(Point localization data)

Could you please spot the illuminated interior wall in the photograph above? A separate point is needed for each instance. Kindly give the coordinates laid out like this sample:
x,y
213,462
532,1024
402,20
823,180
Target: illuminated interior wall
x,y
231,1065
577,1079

#### [WHAT TO WORK ON]
Each entry above should be restated exactly as supplied.

#### [EXPECTED OUTPUT]
Could you please spot the illuminated interior wall in the photograph above? A separate point is needed for each instance. Kindly give the coordinates laid out like this sample:
x,y
213,462
532,1024
402,20
823,180
Target: illuminated interior wall
x,y
231,1065
577,1079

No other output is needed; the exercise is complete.